--- begin Provided data ---

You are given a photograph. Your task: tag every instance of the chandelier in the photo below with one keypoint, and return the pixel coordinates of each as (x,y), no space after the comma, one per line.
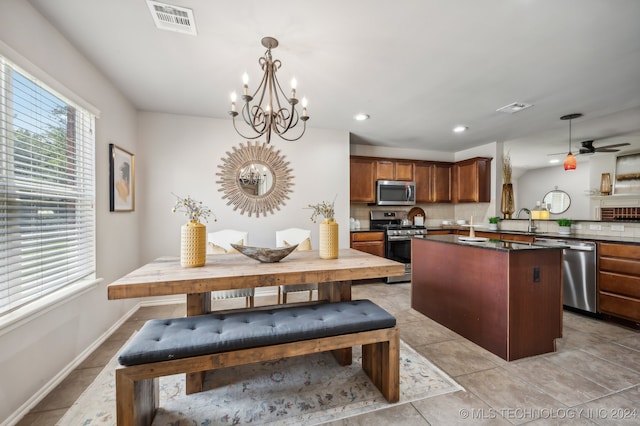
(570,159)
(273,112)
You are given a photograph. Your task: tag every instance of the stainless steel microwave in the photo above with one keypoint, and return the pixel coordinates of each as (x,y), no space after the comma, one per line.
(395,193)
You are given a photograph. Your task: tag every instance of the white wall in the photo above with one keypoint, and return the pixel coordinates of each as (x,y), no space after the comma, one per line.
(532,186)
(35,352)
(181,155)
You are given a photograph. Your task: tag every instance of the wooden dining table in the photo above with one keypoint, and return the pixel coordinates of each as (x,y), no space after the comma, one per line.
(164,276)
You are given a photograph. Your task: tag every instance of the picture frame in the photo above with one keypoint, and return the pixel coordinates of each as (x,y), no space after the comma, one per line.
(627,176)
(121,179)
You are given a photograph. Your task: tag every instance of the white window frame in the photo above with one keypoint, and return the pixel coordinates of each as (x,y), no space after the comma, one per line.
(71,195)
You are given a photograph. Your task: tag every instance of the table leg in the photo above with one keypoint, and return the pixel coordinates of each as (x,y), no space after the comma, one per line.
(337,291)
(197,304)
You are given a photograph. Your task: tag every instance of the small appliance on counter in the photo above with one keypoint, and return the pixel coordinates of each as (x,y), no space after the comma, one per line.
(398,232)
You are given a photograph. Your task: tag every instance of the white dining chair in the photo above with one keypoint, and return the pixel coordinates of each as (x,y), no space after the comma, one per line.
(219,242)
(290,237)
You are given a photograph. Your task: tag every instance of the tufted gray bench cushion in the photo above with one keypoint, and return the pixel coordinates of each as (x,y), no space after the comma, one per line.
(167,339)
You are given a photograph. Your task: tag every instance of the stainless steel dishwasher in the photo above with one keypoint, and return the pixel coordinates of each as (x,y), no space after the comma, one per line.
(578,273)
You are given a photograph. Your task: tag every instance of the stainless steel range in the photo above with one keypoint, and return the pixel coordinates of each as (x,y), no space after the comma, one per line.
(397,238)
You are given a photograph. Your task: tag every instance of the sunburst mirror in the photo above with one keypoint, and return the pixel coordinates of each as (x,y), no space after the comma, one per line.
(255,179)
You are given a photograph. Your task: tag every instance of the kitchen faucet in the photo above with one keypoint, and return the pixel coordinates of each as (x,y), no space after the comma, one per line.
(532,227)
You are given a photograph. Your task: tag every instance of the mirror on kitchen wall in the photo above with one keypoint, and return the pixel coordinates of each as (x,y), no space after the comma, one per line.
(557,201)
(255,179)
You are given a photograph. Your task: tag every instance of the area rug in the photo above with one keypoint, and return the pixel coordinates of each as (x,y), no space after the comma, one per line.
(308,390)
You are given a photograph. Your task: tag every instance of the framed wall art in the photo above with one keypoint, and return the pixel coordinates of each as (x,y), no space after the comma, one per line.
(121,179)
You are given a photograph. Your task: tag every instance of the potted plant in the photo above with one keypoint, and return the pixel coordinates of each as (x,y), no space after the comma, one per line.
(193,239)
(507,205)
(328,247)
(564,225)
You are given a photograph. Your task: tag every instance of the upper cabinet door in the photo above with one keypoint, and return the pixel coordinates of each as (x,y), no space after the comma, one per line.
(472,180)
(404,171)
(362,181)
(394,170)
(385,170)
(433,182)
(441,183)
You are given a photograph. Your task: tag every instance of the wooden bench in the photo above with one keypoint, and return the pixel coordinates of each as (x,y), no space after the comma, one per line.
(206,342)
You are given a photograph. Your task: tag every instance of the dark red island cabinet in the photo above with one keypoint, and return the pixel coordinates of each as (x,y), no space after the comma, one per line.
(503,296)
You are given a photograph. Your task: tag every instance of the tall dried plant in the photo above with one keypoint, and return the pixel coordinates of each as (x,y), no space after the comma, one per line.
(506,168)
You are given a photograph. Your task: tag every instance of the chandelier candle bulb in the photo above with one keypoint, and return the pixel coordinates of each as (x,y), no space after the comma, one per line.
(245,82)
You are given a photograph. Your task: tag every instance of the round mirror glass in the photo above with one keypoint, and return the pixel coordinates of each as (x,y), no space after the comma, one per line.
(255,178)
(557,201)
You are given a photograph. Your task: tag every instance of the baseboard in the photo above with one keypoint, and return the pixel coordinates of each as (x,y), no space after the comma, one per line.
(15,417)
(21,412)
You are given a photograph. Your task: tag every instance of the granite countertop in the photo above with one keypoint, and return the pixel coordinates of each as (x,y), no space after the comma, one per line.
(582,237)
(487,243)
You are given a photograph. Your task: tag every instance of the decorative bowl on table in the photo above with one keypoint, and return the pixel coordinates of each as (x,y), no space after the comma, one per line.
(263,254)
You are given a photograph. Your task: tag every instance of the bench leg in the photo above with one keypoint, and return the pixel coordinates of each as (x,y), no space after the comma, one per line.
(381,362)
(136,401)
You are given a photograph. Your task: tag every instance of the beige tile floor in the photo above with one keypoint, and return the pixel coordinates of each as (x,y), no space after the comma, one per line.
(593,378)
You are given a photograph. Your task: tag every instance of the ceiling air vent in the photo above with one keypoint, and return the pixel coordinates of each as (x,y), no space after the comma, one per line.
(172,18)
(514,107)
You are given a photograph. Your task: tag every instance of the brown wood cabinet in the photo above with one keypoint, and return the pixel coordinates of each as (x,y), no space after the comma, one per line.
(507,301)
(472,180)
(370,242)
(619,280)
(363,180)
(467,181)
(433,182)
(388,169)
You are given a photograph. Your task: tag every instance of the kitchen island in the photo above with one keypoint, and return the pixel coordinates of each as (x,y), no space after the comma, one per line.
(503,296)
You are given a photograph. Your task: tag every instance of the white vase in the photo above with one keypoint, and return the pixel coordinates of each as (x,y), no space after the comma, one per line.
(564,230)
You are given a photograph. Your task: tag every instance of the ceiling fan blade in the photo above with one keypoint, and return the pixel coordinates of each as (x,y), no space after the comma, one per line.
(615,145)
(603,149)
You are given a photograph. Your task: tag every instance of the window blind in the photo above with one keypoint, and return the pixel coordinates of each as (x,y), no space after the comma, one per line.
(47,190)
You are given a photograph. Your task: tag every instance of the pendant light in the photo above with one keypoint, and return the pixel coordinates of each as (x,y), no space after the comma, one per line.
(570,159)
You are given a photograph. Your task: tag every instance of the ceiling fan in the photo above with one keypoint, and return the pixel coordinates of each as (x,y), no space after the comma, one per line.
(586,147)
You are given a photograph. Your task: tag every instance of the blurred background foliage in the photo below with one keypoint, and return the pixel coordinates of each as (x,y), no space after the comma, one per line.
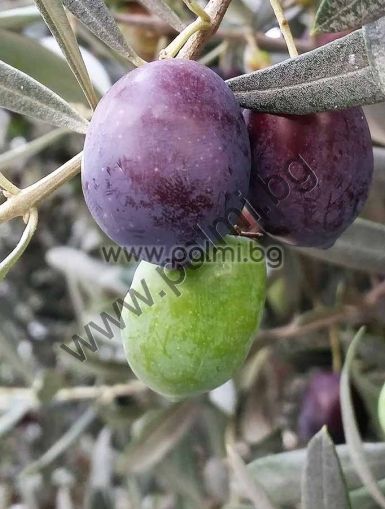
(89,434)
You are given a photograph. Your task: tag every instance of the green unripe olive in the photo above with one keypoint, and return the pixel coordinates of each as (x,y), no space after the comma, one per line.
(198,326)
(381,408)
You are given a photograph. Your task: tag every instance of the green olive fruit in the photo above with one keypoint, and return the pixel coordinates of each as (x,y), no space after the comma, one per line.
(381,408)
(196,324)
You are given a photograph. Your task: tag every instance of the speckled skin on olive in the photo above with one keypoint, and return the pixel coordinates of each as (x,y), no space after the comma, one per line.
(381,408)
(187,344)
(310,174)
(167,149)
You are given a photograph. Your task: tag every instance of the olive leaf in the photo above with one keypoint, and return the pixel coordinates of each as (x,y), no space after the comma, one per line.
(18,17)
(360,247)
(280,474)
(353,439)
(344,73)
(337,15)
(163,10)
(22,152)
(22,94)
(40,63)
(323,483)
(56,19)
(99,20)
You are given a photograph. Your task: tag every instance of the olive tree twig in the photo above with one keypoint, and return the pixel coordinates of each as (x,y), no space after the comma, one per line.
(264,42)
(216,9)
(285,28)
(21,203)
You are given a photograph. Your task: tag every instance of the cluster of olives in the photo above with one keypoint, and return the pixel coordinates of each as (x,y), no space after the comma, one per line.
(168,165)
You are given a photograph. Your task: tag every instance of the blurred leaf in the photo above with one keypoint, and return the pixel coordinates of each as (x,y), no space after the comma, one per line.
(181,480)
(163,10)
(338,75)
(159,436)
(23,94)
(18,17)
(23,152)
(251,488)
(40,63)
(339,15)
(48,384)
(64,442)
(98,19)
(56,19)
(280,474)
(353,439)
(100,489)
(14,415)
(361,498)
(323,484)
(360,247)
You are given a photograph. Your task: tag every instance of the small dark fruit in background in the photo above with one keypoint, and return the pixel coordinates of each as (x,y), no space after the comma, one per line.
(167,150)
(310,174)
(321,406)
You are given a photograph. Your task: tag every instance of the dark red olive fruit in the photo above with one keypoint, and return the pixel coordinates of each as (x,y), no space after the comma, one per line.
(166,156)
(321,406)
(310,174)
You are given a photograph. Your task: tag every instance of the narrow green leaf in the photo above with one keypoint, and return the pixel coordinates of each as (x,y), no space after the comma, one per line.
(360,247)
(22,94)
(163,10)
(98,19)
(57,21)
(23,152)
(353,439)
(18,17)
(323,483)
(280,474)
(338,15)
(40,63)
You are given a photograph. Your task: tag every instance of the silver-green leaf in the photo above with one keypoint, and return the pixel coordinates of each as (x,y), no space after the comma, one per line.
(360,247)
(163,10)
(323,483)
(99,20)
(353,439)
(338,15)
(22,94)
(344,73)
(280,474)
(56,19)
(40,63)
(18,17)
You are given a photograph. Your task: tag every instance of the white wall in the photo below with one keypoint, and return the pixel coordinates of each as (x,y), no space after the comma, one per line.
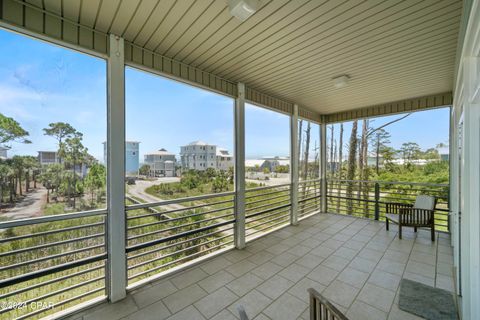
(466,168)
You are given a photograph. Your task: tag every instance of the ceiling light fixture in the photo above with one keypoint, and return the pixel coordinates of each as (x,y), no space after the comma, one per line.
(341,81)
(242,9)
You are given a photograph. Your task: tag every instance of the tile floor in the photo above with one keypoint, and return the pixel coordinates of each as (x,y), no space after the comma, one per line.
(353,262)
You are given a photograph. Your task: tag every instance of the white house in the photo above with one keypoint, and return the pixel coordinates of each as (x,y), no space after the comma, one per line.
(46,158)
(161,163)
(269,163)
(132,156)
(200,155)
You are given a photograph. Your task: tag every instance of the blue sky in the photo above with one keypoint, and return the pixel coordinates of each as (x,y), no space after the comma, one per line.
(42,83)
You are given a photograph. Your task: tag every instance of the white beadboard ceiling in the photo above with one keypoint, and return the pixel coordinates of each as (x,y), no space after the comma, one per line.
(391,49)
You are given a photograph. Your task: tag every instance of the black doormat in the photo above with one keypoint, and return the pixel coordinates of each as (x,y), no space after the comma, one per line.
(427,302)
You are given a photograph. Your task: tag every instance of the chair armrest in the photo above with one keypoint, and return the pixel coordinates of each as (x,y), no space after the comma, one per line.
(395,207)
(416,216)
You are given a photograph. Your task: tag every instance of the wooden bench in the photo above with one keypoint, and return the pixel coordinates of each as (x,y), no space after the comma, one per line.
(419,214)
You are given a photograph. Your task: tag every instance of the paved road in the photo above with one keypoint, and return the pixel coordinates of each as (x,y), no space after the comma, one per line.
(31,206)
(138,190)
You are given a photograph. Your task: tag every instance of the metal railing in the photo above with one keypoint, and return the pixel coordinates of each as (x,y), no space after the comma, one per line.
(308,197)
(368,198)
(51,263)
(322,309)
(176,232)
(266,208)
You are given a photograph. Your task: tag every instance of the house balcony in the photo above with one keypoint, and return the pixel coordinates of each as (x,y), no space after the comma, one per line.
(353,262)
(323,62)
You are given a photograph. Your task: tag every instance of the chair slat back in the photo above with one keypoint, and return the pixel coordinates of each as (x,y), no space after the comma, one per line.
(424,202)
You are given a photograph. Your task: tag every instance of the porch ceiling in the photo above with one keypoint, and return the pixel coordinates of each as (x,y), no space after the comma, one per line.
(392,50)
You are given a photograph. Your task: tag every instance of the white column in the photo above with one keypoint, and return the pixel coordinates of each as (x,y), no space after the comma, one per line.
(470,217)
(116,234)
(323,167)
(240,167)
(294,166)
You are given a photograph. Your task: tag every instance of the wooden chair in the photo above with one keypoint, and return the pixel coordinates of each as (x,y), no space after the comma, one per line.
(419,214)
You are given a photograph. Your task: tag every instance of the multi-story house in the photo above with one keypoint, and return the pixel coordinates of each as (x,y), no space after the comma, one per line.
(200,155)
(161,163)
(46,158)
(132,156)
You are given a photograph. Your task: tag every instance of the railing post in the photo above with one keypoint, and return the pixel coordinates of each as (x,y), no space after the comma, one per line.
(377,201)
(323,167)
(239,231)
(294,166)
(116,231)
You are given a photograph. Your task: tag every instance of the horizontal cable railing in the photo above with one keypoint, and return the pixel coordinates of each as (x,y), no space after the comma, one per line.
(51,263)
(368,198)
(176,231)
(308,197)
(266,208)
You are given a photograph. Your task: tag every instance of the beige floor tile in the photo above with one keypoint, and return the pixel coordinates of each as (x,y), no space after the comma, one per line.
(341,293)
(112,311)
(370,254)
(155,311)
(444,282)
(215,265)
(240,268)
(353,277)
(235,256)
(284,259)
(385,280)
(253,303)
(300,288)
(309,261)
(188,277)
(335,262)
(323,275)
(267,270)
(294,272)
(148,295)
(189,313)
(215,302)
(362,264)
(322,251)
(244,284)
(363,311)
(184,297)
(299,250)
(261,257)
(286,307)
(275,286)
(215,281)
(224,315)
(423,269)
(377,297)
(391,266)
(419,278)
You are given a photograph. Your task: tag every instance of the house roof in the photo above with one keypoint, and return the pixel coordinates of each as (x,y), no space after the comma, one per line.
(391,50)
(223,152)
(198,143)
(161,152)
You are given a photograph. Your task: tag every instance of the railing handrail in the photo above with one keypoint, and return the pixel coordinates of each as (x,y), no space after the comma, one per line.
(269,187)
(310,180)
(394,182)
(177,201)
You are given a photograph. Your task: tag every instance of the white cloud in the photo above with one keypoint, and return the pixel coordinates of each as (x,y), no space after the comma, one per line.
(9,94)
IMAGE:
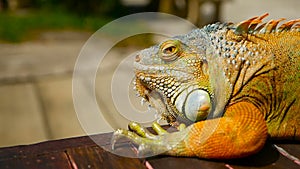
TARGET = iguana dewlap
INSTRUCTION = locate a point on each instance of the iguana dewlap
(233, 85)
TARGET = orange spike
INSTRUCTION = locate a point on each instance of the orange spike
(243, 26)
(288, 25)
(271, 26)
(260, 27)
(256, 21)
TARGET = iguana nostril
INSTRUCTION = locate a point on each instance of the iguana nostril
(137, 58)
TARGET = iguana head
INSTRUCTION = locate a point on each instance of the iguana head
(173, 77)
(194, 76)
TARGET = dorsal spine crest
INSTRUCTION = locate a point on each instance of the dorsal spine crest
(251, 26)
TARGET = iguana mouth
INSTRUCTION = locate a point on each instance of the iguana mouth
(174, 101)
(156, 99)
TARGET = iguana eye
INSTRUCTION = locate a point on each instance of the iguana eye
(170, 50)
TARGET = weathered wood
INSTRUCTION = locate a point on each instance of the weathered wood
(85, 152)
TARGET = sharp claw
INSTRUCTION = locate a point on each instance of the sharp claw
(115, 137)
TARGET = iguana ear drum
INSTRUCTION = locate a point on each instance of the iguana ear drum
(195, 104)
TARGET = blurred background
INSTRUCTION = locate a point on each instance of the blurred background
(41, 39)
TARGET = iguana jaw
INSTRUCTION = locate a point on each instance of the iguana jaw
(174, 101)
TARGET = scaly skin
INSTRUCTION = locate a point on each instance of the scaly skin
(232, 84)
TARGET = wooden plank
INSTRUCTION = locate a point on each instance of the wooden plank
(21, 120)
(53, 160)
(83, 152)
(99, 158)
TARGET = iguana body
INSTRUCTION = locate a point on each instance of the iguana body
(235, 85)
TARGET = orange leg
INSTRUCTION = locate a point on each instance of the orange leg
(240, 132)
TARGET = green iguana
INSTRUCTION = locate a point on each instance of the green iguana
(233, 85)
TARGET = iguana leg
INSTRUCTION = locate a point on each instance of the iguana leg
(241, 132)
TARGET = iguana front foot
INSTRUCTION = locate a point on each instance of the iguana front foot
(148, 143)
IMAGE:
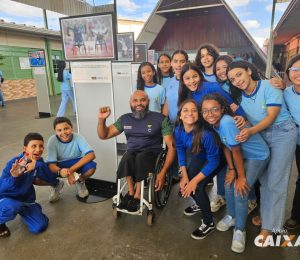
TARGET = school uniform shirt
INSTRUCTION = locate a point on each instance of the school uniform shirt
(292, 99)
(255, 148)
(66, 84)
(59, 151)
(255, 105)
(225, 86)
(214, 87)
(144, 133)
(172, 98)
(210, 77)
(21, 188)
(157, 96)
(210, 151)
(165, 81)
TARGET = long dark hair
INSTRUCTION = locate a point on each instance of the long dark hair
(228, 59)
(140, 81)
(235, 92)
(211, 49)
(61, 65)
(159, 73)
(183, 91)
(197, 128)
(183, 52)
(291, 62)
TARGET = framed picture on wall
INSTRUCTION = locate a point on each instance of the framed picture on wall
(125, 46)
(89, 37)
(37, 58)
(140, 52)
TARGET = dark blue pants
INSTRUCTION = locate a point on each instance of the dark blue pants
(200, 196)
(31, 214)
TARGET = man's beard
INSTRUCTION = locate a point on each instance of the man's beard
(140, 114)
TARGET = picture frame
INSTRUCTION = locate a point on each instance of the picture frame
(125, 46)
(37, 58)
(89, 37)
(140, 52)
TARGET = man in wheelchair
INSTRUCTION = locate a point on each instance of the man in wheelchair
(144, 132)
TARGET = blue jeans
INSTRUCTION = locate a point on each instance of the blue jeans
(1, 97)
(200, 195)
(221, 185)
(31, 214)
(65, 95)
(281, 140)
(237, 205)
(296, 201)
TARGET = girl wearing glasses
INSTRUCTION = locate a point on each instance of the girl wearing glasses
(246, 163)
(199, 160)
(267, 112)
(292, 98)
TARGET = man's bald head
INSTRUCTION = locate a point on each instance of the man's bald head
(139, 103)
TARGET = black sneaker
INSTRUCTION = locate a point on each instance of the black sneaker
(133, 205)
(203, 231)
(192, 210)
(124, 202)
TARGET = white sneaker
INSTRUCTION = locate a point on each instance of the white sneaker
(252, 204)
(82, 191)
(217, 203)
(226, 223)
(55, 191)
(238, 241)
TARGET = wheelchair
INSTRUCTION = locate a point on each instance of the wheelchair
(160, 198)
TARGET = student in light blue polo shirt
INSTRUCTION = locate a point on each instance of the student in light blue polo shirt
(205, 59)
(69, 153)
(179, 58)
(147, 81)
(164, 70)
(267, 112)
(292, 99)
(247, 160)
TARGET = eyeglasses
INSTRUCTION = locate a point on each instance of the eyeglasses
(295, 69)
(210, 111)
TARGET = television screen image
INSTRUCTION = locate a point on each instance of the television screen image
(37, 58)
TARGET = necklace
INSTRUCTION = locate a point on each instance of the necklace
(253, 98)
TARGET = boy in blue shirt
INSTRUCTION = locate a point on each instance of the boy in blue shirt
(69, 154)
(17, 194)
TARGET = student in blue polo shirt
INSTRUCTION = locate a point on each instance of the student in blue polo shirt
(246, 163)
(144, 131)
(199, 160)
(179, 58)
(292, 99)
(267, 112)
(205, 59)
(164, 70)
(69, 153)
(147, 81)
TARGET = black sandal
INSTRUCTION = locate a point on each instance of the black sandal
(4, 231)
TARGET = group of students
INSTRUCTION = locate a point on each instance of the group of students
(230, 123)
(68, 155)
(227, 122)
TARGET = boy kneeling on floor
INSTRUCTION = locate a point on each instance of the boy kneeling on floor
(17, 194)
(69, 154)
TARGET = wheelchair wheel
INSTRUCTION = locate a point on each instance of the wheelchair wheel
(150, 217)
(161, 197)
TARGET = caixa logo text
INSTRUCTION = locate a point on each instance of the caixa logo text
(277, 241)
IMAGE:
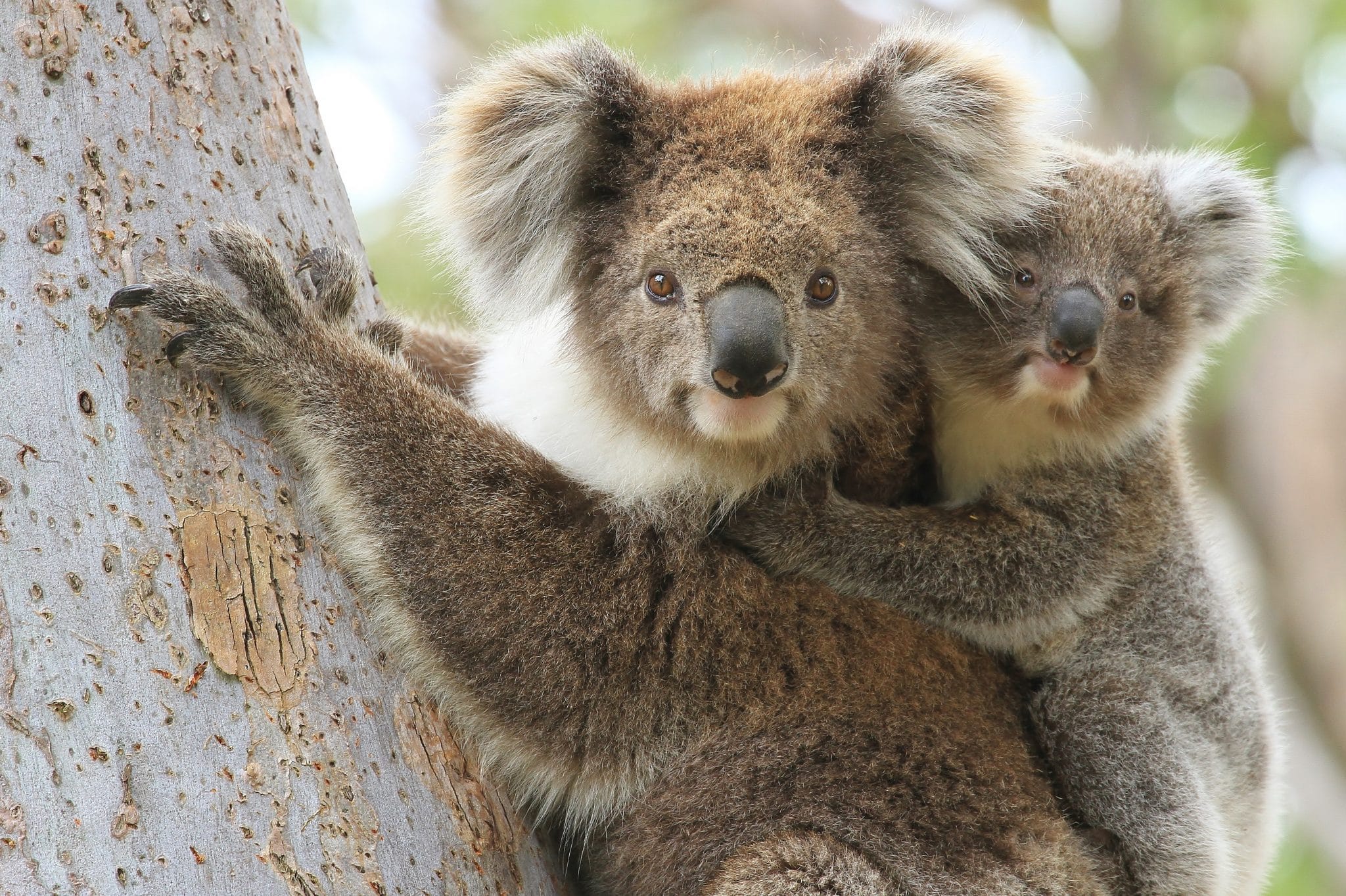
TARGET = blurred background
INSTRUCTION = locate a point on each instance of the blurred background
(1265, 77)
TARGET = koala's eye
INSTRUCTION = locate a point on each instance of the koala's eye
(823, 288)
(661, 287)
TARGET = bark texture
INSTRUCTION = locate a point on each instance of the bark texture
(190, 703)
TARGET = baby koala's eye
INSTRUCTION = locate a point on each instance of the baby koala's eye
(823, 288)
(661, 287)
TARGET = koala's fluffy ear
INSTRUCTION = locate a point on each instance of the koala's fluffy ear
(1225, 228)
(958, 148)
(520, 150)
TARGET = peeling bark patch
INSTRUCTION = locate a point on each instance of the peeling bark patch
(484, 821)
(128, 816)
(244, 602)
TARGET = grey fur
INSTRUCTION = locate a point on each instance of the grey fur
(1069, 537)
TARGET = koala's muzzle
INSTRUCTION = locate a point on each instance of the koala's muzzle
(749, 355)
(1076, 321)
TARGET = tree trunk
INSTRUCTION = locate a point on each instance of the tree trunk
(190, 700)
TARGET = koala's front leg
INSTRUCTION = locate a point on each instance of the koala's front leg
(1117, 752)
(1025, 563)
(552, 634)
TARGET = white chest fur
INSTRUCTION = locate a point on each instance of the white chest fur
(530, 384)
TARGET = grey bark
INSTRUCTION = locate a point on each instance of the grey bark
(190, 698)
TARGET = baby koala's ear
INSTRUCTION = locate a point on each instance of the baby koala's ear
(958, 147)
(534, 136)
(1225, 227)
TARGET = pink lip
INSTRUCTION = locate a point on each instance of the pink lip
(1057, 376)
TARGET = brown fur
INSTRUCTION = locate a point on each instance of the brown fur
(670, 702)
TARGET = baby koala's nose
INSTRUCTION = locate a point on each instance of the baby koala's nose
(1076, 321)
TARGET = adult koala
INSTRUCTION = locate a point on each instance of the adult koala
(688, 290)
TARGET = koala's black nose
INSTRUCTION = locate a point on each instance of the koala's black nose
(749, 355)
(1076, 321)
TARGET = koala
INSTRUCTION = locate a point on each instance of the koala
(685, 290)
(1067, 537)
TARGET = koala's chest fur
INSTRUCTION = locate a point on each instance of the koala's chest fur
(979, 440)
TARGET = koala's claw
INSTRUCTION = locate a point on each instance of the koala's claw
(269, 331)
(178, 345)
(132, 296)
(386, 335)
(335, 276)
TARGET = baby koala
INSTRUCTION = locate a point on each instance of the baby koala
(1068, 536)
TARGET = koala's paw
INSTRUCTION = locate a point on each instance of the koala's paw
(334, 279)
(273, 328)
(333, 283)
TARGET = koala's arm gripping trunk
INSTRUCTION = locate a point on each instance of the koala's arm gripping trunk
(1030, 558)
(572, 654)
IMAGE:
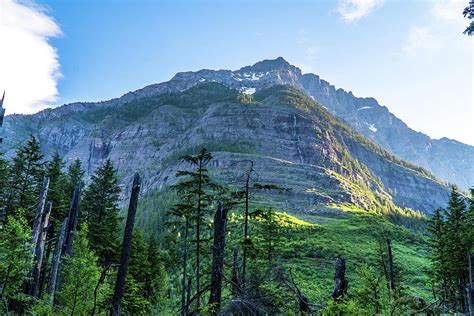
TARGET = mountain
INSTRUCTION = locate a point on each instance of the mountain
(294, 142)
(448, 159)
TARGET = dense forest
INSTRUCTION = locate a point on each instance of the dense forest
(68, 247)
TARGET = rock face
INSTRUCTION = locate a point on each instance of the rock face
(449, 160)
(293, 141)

--- end Provided data ---

## [Set problem]
Starting at the row that contains "TARGET = koala's chest fur" and continuing through the last row, rewrite those lines with "locate a point" swapped for "mark one point" and everything else left as is. Leave the pictures out of your answer.

## [Written reply]
TARGET = koala's chest fur
INSTRUCTION = mark one point on each instance of the koala's chest fur
(979, 440)
TARGET = koala's claw
INSTRUCTION = mark one point on each instance of the koala's claw
(269, 331)
(178, 345)
(132, 296)
(386, 335)
(335, 276)
TARGET = baby koala
INSTRUCTION = mark one point on each instance of the baby koala
(1068, 536)
TARGET = koala's paw
INSTRUCTION = mark one point on each instance of the koala's paw
(334, 279)
(273, 328)
(333, 283)
TARGET = koala's arm gripping trunk
INSTRUCTION = mark one point on each instance of the koala's arm gripping trunk
(1030, 558)
(572, 654)
IMAGE:
TARGET = mountain
INSTRUCTION = mark one point on each instance of the mountain
(294, 142)
(448, 159)
TARGET = dense forest
INSTRUCTION = mark one point on each instance of the dense forest
(68, 247)
TARGET = rock face
INSTRUCTION = mark one point on each instance of the rock face
(449, 160)
(293, 141)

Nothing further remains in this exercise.